**Requirement 1:**
Condense the paragraph of the news report below that begins "Supervisory Deputy U.S. Marshal Omar Castillo" into a short bulleted list that keeps its main facts.
######
“Fat Leonard” Escapes House Arrest Weeks Before Sentencing
The Malaysian military contractor who masterminded the United States Navy’s worst corruption scandal is now on the run after escaping house arrest, just three weeks before he was due to be sentenced after pleading guilty to offering $500,000 in bribes to naval officers in 2015.
Supervisory Deputy U.S. Marshal Omar Castillo told the San Diego Union-Tribune that Leonard Glenn Francis is believed to have cut off his GPS tracking bracelet and absconded from his home on Sunday morning. The flight of Francis, better known as “Fat Leonard” for his size, was discovered after police performing a welfare check at his home found that it had been emptied of everything but the sheared off bracelet.
######
**Requirement 2:**
Print the part of the records below that opens with the line containing "Would you kindly point at the forested" and closes with the line containing "<point>561,337</point>".

(Object location annotation data)
######
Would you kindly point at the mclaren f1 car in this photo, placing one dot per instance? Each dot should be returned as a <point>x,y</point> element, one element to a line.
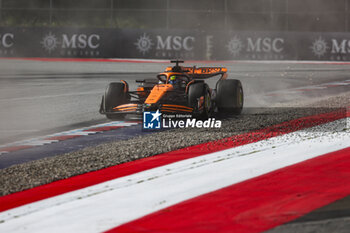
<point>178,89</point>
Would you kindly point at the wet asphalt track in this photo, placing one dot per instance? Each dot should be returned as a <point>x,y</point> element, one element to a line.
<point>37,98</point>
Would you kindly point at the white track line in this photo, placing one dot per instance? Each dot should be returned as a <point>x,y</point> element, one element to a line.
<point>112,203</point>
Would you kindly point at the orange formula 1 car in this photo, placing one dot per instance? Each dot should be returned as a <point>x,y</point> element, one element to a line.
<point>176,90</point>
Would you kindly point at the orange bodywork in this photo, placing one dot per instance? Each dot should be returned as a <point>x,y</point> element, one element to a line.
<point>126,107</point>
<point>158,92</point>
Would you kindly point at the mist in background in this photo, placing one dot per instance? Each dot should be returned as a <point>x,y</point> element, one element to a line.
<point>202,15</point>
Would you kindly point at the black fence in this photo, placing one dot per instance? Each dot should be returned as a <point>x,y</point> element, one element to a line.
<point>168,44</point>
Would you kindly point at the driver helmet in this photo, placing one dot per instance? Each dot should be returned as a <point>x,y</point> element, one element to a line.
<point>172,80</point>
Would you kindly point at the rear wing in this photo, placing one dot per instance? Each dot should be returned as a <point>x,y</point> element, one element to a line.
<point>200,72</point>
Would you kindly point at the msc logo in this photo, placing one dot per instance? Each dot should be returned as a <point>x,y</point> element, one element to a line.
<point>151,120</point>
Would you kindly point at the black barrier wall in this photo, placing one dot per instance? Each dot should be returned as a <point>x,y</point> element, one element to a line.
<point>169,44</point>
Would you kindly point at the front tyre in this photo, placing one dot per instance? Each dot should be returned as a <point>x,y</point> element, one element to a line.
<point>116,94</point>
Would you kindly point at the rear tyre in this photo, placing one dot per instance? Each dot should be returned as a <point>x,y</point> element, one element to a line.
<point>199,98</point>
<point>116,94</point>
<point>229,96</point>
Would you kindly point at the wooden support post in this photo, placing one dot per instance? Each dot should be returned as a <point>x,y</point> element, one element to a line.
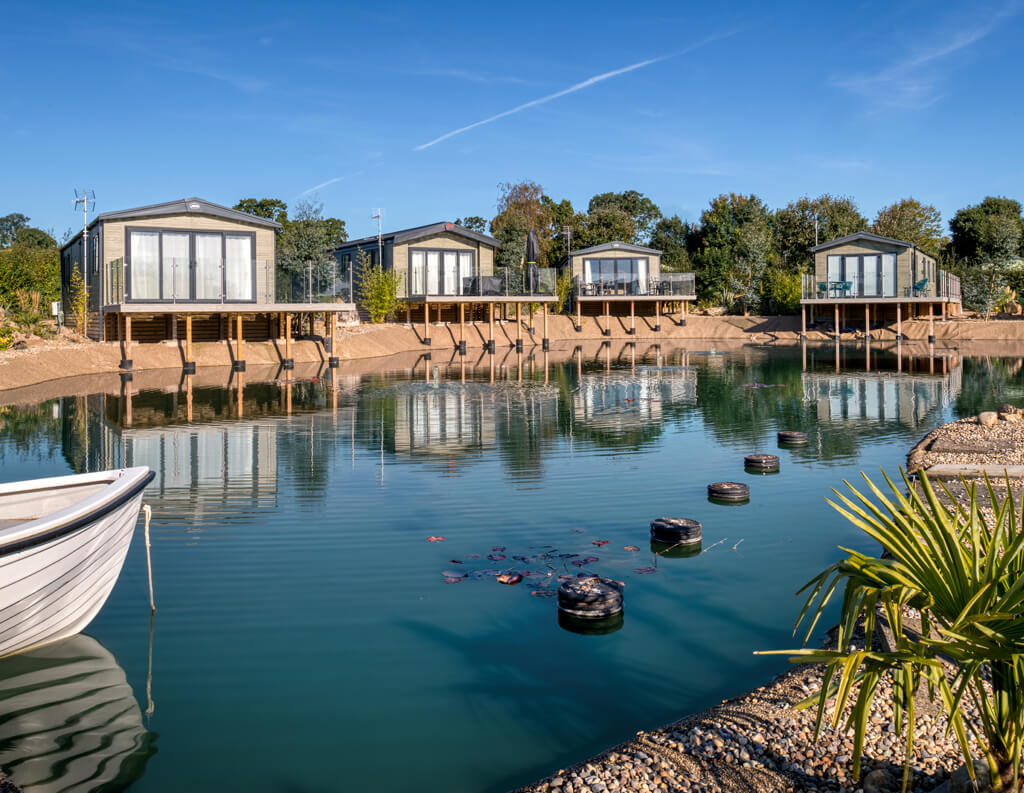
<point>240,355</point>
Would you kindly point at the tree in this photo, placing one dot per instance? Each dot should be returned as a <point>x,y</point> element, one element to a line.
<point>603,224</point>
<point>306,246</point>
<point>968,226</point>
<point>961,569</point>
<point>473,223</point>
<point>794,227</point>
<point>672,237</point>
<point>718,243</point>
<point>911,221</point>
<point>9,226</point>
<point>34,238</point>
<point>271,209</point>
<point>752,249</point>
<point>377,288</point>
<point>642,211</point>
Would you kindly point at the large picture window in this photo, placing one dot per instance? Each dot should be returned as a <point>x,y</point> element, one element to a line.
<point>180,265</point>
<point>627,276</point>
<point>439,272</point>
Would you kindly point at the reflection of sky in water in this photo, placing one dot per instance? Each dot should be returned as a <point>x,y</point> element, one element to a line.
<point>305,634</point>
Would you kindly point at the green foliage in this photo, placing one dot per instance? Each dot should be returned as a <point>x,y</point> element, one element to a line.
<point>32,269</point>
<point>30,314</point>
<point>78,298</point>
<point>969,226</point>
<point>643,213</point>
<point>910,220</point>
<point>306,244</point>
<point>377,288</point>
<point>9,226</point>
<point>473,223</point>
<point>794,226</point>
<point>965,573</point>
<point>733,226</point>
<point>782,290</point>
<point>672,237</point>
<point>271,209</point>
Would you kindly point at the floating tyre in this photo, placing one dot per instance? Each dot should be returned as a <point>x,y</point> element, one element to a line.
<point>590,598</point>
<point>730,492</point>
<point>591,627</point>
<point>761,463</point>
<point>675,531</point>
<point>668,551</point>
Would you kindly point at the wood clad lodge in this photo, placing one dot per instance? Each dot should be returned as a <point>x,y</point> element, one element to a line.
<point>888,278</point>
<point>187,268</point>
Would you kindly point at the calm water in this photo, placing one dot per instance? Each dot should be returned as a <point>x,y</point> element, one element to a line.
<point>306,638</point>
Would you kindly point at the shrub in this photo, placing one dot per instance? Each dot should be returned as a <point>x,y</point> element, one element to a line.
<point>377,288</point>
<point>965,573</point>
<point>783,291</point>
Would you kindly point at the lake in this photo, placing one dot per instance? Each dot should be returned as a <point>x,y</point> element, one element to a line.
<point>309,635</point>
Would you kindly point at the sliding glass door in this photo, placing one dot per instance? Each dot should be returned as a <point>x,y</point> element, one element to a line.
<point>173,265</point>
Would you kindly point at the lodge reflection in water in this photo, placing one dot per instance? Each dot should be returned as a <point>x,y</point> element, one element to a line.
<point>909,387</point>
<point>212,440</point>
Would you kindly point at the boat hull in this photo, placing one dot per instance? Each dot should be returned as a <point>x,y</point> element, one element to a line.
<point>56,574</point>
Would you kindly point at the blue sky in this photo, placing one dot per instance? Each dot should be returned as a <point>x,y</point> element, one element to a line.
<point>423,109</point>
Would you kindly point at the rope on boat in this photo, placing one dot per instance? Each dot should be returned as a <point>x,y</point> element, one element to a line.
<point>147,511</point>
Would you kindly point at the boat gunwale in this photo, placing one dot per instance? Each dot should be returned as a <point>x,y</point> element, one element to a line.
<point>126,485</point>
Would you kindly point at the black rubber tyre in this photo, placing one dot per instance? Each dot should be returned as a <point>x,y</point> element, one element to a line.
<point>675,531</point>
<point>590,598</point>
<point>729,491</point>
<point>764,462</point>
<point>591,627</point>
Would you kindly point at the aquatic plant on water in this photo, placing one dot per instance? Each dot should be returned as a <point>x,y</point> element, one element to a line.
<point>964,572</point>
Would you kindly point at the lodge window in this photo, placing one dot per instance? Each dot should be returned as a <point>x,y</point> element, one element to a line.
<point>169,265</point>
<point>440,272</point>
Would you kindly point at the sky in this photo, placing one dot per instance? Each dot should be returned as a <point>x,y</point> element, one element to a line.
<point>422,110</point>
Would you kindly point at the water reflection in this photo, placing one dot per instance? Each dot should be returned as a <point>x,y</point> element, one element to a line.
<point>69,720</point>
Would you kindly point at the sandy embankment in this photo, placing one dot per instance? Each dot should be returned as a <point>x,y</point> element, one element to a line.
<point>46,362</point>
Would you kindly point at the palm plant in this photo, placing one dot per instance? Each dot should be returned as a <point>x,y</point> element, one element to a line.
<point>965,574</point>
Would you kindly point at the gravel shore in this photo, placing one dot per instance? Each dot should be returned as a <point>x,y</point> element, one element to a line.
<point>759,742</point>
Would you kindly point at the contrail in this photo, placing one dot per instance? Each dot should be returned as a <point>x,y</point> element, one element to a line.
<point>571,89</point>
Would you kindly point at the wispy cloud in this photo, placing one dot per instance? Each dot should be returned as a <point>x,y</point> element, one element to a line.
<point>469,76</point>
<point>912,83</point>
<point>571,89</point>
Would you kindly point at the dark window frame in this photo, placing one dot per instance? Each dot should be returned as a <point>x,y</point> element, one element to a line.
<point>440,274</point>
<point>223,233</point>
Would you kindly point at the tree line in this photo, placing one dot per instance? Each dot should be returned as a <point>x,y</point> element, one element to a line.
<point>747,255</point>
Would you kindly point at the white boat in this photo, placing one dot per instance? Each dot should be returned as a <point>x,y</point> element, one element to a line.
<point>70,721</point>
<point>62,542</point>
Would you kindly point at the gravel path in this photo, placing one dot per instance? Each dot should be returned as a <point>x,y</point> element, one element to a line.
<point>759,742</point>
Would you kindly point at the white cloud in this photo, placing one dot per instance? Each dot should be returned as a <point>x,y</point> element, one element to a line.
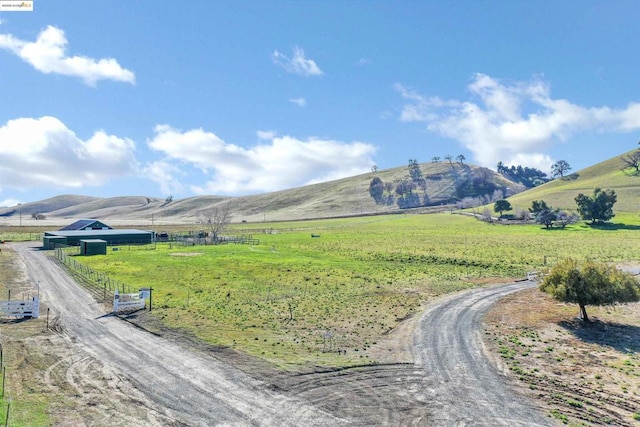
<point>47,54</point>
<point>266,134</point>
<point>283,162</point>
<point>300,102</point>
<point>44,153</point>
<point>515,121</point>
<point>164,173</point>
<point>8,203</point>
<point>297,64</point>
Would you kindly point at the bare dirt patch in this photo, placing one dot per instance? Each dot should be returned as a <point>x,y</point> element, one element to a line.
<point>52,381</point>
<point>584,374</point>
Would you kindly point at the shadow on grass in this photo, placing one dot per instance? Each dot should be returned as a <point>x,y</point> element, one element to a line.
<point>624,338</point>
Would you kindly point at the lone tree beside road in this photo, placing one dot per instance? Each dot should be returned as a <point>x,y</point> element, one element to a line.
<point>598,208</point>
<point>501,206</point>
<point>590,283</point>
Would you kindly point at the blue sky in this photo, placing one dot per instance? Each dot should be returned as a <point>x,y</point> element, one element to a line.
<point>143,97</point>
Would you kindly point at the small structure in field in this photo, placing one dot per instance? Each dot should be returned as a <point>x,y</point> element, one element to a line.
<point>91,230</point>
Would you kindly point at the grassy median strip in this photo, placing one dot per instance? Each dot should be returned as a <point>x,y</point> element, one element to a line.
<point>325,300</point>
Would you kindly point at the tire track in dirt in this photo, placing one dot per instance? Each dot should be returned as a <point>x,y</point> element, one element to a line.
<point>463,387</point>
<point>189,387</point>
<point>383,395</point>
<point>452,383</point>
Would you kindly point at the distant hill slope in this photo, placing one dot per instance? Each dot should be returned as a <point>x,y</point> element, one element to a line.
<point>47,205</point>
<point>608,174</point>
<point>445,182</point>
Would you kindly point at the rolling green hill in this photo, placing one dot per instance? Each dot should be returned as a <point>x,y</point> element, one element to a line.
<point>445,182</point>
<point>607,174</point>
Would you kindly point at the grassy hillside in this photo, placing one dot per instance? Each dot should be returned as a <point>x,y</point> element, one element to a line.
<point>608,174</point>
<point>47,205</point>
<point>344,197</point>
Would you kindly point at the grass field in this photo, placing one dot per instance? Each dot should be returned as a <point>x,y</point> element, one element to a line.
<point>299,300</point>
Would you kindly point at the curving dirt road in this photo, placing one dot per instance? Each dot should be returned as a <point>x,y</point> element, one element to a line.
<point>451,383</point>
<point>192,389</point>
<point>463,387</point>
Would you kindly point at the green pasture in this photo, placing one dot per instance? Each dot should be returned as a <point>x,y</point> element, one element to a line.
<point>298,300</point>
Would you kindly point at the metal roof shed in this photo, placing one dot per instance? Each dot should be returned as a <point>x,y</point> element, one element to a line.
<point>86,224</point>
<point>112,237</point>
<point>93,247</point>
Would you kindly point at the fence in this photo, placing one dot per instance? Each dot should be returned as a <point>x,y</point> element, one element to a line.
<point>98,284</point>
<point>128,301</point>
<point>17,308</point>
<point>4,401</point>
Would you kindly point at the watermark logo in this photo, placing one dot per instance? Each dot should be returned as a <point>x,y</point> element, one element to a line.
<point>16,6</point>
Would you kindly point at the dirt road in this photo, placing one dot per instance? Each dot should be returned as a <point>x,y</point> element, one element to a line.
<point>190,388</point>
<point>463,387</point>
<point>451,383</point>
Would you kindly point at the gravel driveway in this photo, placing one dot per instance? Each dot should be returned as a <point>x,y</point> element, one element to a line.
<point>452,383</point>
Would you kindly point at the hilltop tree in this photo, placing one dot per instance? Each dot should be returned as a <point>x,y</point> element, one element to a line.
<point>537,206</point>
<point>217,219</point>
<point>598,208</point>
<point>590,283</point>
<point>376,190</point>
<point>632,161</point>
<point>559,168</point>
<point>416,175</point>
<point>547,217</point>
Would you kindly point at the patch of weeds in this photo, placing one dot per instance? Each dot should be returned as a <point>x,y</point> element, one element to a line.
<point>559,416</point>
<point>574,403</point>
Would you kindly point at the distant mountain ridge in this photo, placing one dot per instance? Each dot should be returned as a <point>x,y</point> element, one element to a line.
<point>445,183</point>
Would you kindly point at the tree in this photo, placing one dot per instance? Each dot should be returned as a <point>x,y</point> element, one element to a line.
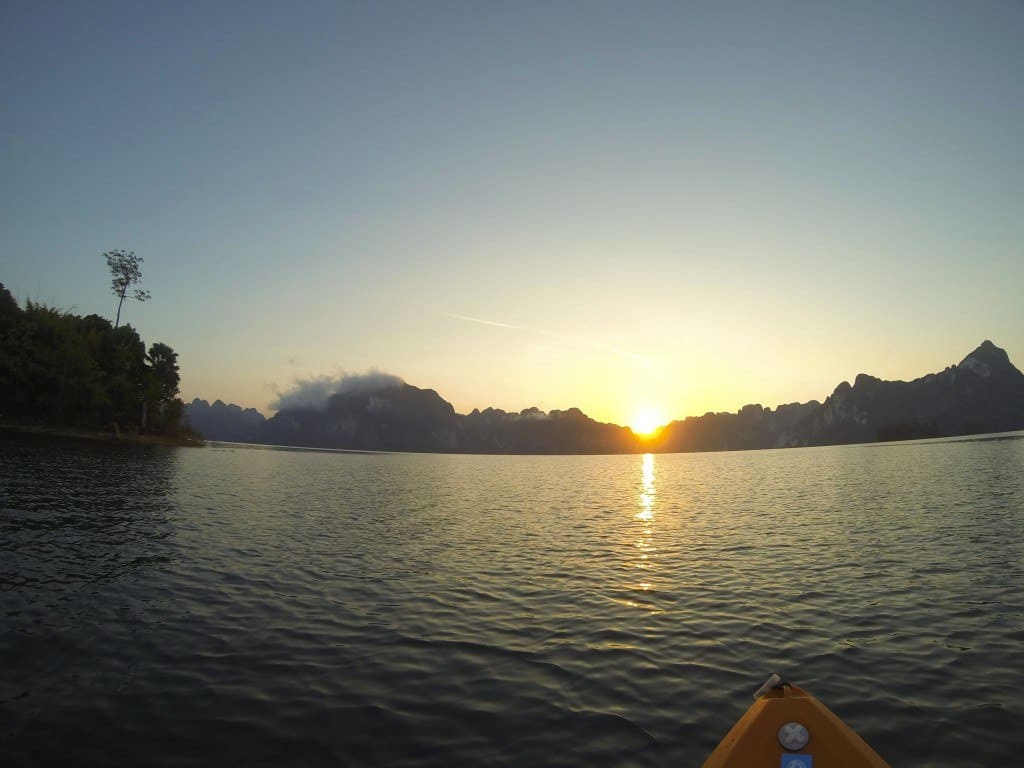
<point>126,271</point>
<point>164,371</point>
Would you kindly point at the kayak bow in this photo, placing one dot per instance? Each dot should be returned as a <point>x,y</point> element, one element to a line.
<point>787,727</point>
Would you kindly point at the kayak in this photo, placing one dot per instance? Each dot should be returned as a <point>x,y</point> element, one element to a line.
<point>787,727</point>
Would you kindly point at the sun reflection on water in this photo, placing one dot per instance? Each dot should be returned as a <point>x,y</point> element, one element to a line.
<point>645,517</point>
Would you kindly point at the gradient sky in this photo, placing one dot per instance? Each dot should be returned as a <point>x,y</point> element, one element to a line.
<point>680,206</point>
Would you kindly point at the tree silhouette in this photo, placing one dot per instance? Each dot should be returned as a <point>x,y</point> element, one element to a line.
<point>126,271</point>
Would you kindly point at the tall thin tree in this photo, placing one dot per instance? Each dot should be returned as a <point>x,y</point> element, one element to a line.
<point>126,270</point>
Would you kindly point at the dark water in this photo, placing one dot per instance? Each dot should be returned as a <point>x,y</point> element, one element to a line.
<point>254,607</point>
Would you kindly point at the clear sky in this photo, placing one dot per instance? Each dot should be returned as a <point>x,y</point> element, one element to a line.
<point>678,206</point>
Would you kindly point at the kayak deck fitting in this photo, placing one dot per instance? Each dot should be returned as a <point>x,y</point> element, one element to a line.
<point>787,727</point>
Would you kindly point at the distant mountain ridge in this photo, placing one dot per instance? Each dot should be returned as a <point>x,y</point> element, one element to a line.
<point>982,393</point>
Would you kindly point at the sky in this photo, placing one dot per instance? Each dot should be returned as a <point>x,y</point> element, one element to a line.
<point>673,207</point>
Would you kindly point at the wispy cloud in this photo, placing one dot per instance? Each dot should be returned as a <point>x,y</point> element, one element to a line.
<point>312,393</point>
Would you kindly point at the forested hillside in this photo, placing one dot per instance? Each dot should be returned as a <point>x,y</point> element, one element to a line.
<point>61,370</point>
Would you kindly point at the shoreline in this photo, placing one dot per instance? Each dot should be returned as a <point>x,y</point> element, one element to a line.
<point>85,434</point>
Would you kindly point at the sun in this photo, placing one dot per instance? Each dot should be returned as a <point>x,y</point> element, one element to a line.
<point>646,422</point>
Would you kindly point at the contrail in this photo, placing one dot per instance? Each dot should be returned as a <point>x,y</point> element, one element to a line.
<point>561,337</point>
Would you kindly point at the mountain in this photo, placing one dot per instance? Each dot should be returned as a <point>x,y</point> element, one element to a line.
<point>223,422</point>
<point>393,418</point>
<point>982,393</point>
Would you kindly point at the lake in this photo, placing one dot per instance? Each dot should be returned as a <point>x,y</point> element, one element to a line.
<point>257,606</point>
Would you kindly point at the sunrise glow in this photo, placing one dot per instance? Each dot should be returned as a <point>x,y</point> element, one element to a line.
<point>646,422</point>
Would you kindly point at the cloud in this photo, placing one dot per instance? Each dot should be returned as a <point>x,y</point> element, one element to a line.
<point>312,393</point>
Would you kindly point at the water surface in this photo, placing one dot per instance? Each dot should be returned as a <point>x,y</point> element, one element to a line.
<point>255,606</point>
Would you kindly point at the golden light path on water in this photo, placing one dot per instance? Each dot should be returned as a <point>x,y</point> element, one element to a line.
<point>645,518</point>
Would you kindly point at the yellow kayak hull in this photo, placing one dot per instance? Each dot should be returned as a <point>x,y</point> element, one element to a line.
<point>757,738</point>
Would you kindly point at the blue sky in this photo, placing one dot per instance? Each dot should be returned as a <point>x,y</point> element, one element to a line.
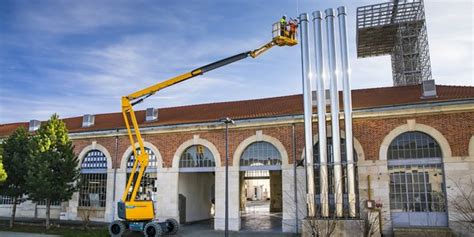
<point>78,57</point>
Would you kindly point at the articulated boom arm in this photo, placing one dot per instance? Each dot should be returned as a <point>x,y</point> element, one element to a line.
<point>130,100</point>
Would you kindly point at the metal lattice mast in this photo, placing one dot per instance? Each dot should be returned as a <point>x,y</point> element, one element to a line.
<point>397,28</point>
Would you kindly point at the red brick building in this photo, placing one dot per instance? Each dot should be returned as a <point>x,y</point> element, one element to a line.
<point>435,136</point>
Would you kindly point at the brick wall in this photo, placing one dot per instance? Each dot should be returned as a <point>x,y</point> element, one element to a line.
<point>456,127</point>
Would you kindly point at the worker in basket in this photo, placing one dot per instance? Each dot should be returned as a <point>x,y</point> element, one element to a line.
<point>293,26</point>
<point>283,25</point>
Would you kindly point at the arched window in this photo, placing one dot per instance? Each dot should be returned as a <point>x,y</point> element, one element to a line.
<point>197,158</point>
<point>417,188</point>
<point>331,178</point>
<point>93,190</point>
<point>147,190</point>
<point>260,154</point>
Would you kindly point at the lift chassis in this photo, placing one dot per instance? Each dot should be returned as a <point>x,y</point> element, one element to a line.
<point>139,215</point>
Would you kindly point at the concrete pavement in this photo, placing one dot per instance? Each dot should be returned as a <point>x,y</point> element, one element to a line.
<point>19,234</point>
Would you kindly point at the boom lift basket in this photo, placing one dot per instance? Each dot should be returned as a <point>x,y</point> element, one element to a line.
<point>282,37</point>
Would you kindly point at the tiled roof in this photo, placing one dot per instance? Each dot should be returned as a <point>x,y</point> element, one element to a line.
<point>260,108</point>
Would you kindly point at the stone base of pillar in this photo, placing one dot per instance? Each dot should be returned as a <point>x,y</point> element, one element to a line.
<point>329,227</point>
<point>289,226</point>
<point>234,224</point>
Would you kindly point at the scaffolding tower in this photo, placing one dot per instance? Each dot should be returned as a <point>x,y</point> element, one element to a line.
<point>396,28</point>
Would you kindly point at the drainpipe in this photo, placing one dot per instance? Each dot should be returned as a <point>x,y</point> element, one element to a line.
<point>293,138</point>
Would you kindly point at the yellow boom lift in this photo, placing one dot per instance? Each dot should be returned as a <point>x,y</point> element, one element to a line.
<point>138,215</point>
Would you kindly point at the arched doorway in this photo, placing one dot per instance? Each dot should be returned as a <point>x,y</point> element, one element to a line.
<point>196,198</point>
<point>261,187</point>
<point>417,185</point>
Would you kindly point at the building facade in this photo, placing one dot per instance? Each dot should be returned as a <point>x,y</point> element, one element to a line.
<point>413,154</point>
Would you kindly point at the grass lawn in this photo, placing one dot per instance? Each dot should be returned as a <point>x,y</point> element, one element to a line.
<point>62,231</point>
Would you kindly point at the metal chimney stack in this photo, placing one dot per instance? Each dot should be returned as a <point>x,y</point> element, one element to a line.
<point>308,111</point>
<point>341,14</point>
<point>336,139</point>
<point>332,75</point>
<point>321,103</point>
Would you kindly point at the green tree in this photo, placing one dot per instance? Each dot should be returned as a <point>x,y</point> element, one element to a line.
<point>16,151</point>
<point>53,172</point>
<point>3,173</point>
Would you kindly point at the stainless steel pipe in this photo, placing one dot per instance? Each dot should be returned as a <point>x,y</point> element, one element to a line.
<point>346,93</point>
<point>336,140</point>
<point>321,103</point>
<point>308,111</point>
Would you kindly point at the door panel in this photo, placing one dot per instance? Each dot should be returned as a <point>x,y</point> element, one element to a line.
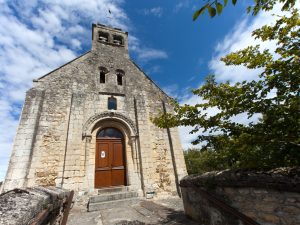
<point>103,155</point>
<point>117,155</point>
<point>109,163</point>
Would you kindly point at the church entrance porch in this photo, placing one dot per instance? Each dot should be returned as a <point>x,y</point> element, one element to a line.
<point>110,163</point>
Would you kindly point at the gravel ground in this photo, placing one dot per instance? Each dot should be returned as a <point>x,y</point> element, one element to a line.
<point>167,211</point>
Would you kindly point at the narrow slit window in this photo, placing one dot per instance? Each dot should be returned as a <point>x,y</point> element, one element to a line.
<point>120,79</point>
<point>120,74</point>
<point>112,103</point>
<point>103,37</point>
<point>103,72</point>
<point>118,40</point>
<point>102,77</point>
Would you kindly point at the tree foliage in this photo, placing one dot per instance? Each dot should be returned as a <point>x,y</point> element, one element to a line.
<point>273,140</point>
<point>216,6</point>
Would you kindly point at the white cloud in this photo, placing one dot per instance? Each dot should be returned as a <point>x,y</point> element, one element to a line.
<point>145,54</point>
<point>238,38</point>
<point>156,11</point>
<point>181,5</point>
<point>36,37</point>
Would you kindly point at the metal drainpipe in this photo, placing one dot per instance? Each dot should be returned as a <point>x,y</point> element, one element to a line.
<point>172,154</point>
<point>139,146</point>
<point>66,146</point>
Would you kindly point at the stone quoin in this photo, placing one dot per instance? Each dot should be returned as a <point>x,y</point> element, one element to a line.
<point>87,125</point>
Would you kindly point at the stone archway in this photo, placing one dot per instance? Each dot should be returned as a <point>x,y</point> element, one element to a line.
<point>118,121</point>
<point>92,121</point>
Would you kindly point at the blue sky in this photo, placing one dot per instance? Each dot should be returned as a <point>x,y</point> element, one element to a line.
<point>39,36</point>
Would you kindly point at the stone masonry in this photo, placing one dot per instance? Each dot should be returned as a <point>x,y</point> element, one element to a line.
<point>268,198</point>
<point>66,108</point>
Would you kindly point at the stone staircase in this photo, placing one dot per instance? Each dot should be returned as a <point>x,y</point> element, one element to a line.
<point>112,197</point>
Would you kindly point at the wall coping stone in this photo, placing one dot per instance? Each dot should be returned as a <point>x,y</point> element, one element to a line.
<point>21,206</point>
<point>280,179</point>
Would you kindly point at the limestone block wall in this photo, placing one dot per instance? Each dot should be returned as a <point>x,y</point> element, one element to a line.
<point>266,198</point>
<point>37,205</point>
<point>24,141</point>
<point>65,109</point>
######
**Full solution 1:**
- Supervisory Deputy U.S. Marshal Omar Castillo told the San Diego Union-Tribune that Leonard Glenn Francis is believed to have cut off his GPS tracking bracelet and fled his home on Sunday morning.
- Francis is better known as "Fat Leonard" because of his size.
- His flight came to light when police doing a welfare check found his home emptied of everything except the sheared-off bracelet.

**Full solution 2:**
Would you kindly point at the forested hillside in this photo, placing one dot per instance? Each dot should be returned as a <point>x,y</point> element, one element to a line.
<point>61,370</point>
Would you kindly point at the shoreline in this photo, placing one dot per instance? Each dot should be returned as a <point>x,y</point> element, one element to a line.
<point>85,434</point>
Would you kindly point at the sun in this photo, placing one dot per instance? Each dot should be returned as a <point>x,y</point> element, one element to a line.
<point>646,422</point>
Would you kindly point at the contrail in this photo, placing one dot per instance? Each dot should be returned as a <point>x,y</point> element, one element to a line.
<point>561,337</point>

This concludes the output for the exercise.